CONSIGNE 1 => D'après l'extrait choisi, à quelle date s'est tenu le colloque dont les actes sont en ligne sur le site de la Fondation Res Publica ?

EXTRAIT CHOISI =>
Fondation Res Publica : le débat sur la réindustrialisation de la France

 

JP Chevènement et la salle ont dialogué avec L Gallois et un chef d'entreprise

 

Les actes du colloque du 1er juin 2015 sont en ligne sur le site de la Fondation Res Publica.
Accueil de Jean-Pierre Chevènement, Président de la Fondation Res Publica*.
Energie, consensus et confiance, par Louis Gallois, Président du Conseil de Surveillance de PSA.
Fiscalité et code du travail, deux maux français, Laurent Burelle, PDG de Plastic Omium.
Tour de table conduit par Jean-Pierre Chevènement, Président de la Fondation Res Publica.

* Pour en savoir plus sur cette Fondation, voir la Présentation par son président.

 

L'intervention de Louis Gallois a été reprise. Voir Réindustrialisation de la France : Louis Gallois au colloque Res Publica. Les débats qui ont suivi (retranscrits par la Fondation Res Publica) sont de haute qualité. En voici des extraits.

Jean-Pierre Chevènement 

J’apprécie beaucoup la manière dont Louis Gallois a posé le problème en disant que l’industrie française a le choix entre la voie espagnole, c'est-à-dire la dévaluation interne, brutale mais qui permet de retrouver une compétitivité par les prix, et la voie malheureusement lente, trop lente selon moi, de la stratégie de montée en gamme qui implique naturellement au niveau des entreprises les marges sans lesquelles on ne peut pas la financer. Même l’acte de courage qui consiste à s’endetter n’est pas possible s’il n’y a pas les fonds propres et une rentabilité suffisante pour permettre cet endettement. Par conséquent on laisse vieillir l’appareil de production. Le choix fondamental est là, entre ces deux voies. 

La voie lente nous est-elle permise ? Si la confiance était au rendez-vous ça se verrait. Ce n’est pas le cas. Comment la créer ? Je cherche, j’aimerais trouver. Je ne pense pas que les exhortations qui sont faites ou les plaintes que j’entends s’exhaler soient de nature à recréer cette confiance. 
En principe un pays a la monnaie qui convient à son économie. Je dis que la France n’a pas aujourd’hui la monnaie qui convient à son économie. La France est prisonnière d’une monnaie surévaluée depuis très longtemps par rapport à ses voisins de la zone euro vis-à-vis desquels elle est en déficit. On ne veut pas le voir. On préfère s’aveugler volontairement. La monnaie unique est un tabou. Je souscris à l’idée que la seule voie qui soit praticable est cette stratégie dite de « montée en gamme ». Suffit-il de s’échiner à exhorter un peuple qui n’entend pas, des industriels qui pour la plupart pensent que la France n’est plus un pays où il faut investir ? M. Burelle nous a dit tout à l’heure très nettement qu’il vaut mieux investir à l’étranger. Lui-même ne sauvegarde les 5 000 emplois qu’il a pu conserver en France que parce qu’il a aujourd’hui plus de 20 000 emplois à l’étranger. Mais le problème qui se pose est celui de l’économie française, ce n’est pas celui des entreprises françaises qui, telles nos entreprises du CAC40, se développent très bien… à l’étranger ! Elles ne se développent pas en France. C’est l’économie française qui en pâtit et c’est le peuple français, dont nous sommes responsables, qui souffre.

(Enregistrements avec cadres de délimitation)
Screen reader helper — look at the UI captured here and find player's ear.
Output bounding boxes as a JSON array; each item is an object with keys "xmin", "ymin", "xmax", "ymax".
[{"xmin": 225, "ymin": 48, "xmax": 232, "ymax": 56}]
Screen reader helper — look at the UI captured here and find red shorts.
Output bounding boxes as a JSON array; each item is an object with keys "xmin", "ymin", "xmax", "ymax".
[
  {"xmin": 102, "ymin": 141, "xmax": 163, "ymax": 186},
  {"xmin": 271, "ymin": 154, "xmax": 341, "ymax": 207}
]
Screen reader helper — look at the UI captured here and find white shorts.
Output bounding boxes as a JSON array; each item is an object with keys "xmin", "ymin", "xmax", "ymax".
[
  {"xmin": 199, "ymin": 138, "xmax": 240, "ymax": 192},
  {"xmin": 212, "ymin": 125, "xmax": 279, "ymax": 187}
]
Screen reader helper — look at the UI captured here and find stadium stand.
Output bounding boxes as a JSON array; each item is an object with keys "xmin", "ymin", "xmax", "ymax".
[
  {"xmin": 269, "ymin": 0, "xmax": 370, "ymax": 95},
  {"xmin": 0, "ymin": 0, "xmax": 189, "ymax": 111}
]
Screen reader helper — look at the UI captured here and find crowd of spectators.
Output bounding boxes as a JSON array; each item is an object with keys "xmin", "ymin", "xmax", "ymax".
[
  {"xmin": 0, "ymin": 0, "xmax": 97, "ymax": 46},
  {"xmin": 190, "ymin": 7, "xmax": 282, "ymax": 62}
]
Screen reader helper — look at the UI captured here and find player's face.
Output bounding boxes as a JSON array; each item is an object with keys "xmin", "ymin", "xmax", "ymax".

CONSIGNE 2 => Recopiez à l'identique la partie du listing qui s'ouvre sur la ligne contenant « crowd of spectators. » et se poursuit jusqu'à la fin du listing, ces deux bornes comprises.

RÉPONSE 1 => Le 1er juin 2015.

RÉPONSE 2 =>
Screen reader helper — look at the UI captured here and find crowd of spectators.
Output bounding boxes as a JSON array; each item is an object with keys "xmin", "ymin", "xmax", "ymax".
[
  {"xmin": 0, "ymin": 0, "xmax": 97, "ymax": 46},
  {"xmin": 190, "ymin": 7, "xmax": 282, "ymax": 62}
]
Screen reader helper — look at the UI captured here and find player's face.
Output bounding boxes as a JSON array; each item is an object with keys "xmin", "ymin", "xmax", "ymax".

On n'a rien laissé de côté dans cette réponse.